Items:

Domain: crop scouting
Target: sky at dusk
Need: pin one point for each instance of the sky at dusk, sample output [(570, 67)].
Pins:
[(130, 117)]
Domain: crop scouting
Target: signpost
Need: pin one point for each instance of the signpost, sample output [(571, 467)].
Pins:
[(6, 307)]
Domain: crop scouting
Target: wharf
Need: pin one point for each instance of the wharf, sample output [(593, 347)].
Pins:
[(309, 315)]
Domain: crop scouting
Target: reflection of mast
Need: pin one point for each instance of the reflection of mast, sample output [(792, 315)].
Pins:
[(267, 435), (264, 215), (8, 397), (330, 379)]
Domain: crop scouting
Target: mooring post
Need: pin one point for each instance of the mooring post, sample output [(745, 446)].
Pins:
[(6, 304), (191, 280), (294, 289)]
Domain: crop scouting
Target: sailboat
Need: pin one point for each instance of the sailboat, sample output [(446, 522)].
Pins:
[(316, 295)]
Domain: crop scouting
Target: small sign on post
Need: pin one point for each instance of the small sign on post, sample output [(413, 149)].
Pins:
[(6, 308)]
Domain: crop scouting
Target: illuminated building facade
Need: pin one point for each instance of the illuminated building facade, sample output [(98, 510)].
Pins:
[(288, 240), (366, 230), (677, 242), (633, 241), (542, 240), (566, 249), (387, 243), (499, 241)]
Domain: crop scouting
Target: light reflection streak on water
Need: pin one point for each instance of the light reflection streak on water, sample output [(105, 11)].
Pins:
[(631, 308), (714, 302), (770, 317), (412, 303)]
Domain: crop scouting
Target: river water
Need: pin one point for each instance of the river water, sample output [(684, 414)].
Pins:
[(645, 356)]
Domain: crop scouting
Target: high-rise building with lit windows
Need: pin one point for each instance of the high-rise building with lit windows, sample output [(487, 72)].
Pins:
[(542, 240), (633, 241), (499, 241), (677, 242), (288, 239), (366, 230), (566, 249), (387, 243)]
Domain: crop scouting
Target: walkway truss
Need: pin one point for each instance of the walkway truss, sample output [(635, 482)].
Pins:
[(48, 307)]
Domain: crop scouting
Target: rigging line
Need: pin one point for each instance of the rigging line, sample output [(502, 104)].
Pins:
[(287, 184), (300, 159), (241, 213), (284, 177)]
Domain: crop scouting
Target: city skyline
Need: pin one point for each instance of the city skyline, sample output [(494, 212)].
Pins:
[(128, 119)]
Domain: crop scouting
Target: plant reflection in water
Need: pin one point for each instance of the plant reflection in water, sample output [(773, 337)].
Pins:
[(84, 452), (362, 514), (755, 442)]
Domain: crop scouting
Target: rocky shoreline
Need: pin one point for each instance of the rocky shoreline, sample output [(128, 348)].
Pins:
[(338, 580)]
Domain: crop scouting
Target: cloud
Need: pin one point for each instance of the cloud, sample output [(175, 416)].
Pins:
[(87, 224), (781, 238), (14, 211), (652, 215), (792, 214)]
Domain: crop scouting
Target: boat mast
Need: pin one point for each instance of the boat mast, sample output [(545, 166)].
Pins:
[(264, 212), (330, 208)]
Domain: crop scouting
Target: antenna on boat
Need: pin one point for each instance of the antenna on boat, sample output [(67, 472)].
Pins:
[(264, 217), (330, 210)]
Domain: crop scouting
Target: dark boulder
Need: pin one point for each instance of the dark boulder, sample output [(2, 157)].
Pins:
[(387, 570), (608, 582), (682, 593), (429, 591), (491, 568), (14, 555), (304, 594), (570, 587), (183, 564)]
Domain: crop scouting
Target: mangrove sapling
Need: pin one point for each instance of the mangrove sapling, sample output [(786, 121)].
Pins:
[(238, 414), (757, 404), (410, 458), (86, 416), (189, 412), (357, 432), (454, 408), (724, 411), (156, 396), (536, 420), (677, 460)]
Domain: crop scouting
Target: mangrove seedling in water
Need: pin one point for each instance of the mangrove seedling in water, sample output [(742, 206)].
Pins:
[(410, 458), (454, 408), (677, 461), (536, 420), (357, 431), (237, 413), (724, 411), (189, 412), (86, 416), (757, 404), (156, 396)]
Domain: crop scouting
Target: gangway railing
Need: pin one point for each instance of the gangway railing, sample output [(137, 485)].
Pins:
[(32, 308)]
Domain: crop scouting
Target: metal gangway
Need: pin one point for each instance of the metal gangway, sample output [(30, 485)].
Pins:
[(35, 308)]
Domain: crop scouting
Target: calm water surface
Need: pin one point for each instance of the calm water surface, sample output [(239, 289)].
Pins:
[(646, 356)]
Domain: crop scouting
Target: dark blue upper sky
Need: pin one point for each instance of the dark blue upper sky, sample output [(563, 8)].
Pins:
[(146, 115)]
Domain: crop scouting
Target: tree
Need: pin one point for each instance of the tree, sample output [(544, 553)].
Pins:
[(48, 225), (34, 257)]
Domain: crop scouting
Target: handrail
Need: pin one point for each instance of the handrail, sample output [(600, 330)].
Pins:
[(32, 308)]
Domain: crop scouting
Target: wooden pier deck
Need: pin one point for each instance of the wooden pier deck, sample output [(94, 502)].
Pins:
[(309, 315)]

The task: Reproduce all of the entries above, replacing each occurrence of "crop scouting" with "waterfront survey" and leaving everything else unchanged.

Correct output:
Domain: waterfront survey
Target: sky at dusk
Need: pin one point for each instance of the sky at dusk, sample output [(570, 67)].
Pins:
[(130, 117)]
Domain: waterfront survey
Target: signpost
Need: pin one point for each instance of the signpost, sample output [(571, 467)].
Pins:
[(6, 307)]
Domain: waterfront survey
Target: wharf
Need: pin one point for each instance of the wharf, sample output [(593, 347)].
Pins:
[(309, 315)]
Domain: waterfront survey
Target: reflection of mast
Need: pin one point for each instance of the reflection of mast, sample output [(792, 315)].
Pins:
[(267, 435), (264, 215), (8, 397), (330, 379)]
Domain: waterfront survey
Target: mooring post
Need: pin one point for each instance of the mooring post, sample output [(745, 446)].
Pins:
[(6, 304), (191, 280), (294, 289)]
Domain: waterfront survey
Target: sailboat
Need: pin one point for each instance of the sailboat, sample output [(446, 522)].
Pins:
[(316, 295)]
Domain: waterfront survey
Target: small sign on post
Need: pin one point for each instance of the small sign on post, sample output [(413, 149)].
Pins:
[(6, 308)]
Domain: waterfront survey
Target: illuminated building facade
Need: pin one point for each instance of the illuminated building facade, sample output [(98, 510)].
Pins:
[(288, 240), (366, 230), (677, 242), (633, 241), (542, 240), (566, 249), (387, 243), (499, 241)]
Domain: waterfront survey
Target: light reflection streak on water
Need: pin one point for each instance of the light reflection streak on water, sample output [(105, 11)].
Pins:
[(631, 308), (714, 302), (770, 317), (412, 303)]
Domain: waterfront survey
Target: river water
Need: pin one point for each instance of the river water, sample output [(684, 414)].
Pins:
[(645, 356)]
Domain: waterfront survey
Target: high-rise building with lit windows
Need: pin one point for each instance of the high-rise building with lit windows, sample output [(487, 72)].
Pins:
[(542, 240), (633, 241), (499, 241), (677, 242), (288, 239), (366, 230), (566, 249), (387, 243)]
Domain: waterfront survey
Target: walkway truss
Need: pin one point for each instance of the walkway truss, sample output [(635, 482)].
Pins:
[(48, 307)]
Domain: waterfront survey
Target: rigging line
Need: pin one point for each instance of the rigging line, sample output [(502, 104)].
Pins:
[(287, 184), (300, 159), (241, 213), (284, 177)]
Domain: waterfront survey
Target: city skyline
Need: pin one point for each instance of the city skyline, sample output [(494, 212)].
Pins:
[(128, 119)]
Domain: waterfront survey
Target: plant reflection in water
Need: pin one point for each instance of the plant reflection in water, sample output [(773, 337)].
Pins:
[(84, 452), (362, 514), (755, 442)]
Domain: waterfront survey
Target: rocky shoreline
Need: pin one point for each instance of the rocky shoreline, sample output [(128, 348)].
Pins:
[(338, 580)]
Domain: waterfront survey
Target: cloud
Need: pin one point for each instance of the cloud, sample output [(175, 416)].
Pins:
[(87, 224), (781, 238), (14, 211), (652, 215), (792, 214)]
Domain: waterfront survey
Target: boat mast
Need: pin one point for each instance of the boat mast, sample output [(545, 166)].
Pins:
[(264, 212), (330, 208)]
Domain: waterfront survey
Target: antenna on boat
Need: pin one point for each instance of the antenna on boat, sample output [(67, 472)].
Pins:
[(264, 217), (330, 210)]
Domain: waterfront survey
Target: dark boulder
Need: pin one point for each instance of the dark boulder, sample output [(2, 157)].
Pins:
[(387, 570), (608, 582), (682, 593), (429, 591), (491, 568), (14, 555), (304, 594), (570, 587), (183, 564)]
Domain: waterfront survey
Target: mangrove sapling
Need: pin one point for each instance of the mangrove sapling, sample output [(786, 121)].
Pins:
[(238, 414), (757, 404), (410, 458), (86, 416), (189, 412), (357, 432), (454, 408), (724, 411), (156, 396), (536, 420), (677, 460)]
Domain: waterfront survey
Target: mangrove seedling in water
Need: pin one point for each instance of the mangrove seedling in water, sample output [(742, 206)].
Pins:
[(410, 458), (454, 408), (677, 461), (536, 420), (357, 431), (237, 413), (724, 411), (189, 412), (86, 416), (757, 404), (156, 396)]
Domain: waterfront survey
Target: gangway railing
Need: pin one point for each instance of the gangway railing, sample output [(137, 485)].
Pins:
[(32, 308)]
Domain: waterfront survey
Target: metal gangway
Need: pin one point for each instance of the metal gangway, sample output [(30, 485)].
Pins:
[(35, 308)]
Domain: waterfront survey
Target: calm water surface
Need: pin one point for each instance of the calm water surface, sample output [(239, 289)].
Pins:
[(646, 356)]
Domain: waterfront survey
Target: dark blue upper sky
Need: pin one point for each instance of the dark blue upper sky, sample output [(563, 8)].
Pins:
[(146, 115)]
Domain: waterfront survey
Target: tree
Need: pin one point for each instance of the tree, sample output [(544, 553)].
Pins:
[(48, 225), (34, 257)]
Domain: waterfront survey
Target: handrail
Need: pin one point for each instance of the handrail, sample output [(600, 330)].
Pins:
[(32, 308)]
Domain: waterfront survey
Target: wooden pier deck
Need: pin one point for each instance of the wooden pier deck, sample output [(94, 502)].
Pins:
[(309, 315)]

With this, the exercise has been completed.